**Reading text:**
+===+
The question has already been answered.
You dance to dance. That’s it.
The dance is separate from livelihood _ which must be dealt with outside of dance.
That’s why I think Dairakudan performers exude that absolute confidence.
They look at us with disdain because they know they are pure and we are not.
This is what I heard from a dancer.
The four suit-clad cynical undertakers perpetually wait for death with their scrutinizing flashlights.
The followers, their naked bodies painted in white, twisted red cords of umbilical cords dangling from their heads, crack their whips in merciless sadism.
And the troupe’s leader Maro Akaji _ the corpse, the mother, the imbecile _
softly fluttering his sinewy arms in the dark silence like a deformed but beautiful swan, confronts his own death and the legacy of Butoh in his “Symphony M.”
The work, his first piece centered around his solos in seven years, had a four-day run this month at Setagaya Public Theater in Tokyo.)
+===+
**Exercise task 1:** Based on the text about the Butoh dance troupe, say whether each statement is true: (a) "Symphony M" ran for four days at Setagaya Public Theater in Tokyo; (b) the followers have their bodies painted black; (c) "Symphony M" is the leader's first piece centered around his solos in five years. Answer yes or no for each, and quote the words from the text that settle it.

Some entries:
+===+
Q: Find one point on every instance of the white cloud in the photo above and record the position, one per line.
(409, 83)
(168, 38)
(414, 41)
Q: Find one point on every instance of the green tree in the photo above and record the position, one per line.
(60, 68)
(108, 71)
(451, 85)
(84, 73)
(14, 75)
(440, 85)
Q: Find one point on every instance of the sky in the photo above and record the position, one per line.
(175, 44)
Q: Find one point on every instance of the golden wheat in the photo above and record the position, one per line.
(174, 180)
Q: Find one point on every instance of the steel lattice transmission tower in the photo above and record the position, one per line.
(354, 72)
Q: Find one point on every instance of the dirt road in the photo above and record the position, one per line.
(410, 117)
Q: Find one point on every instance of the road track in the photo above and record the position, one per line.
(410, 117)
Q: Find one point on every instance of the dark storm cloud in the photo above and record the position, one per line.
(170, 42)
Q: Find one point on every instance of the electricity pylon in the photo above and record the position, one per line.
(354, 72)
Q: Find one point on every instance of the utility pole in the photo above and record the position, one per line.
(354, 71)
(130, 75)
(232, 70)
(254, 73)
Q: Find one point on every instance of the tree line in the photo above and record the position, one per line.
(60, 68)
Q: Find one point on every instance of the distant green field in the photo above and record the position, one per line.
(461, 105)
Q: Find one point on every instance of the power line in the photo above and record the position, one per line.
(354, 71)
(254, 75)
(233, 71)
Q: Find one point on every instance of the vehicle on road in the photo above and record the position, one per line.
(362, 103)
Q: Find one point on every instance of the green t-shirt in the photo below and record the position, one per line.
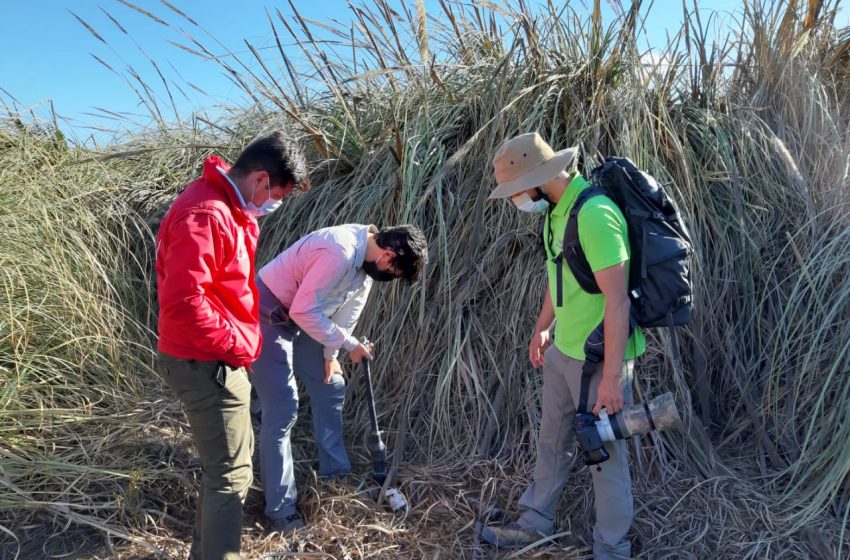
+===+
**Exercise task 2:** Copy the entries from the line that contains "Q: Find one point on every instance of the electricity" through the end of the entries, including both ends. Leave out the pictures.

**Correct output 1:**
(a) Yes: "had a four-day run this month at Setagaya Public Theater in Tokyo"
(b) No: "their naked bodies painted in white"
(c) No: "his first piece centered around his solos in seven years"

**Correct output 2:**
Q: Find one point on every instance of the electricity pylon in the photo above and record the position, one per line.
(354, 72)
Q: Find one point on every instance of the utility pole in the photo above and record the position, one per line.
(354, 71)
(130, 75)
(232, 70)
(254, 73)
Q: Find one point on every instance of the tree line in the photo above and record the position, one per line.
(60, 68)
Q: Find one point on every instance of the distant green field in the photo above and record the position, one per line.
(461, 105)
Q: Find one point on every instance of the power line in the photo above and record the position, one per line.
(354, 71)
(254, 75)
(233, 71)
Q: Find one point on every instance of the vehicle on road in the photo above and record the position, one per line.
(362, 103)
Q: Find one point on every instance of the green t-shirt in the photo below and record the position, one per line.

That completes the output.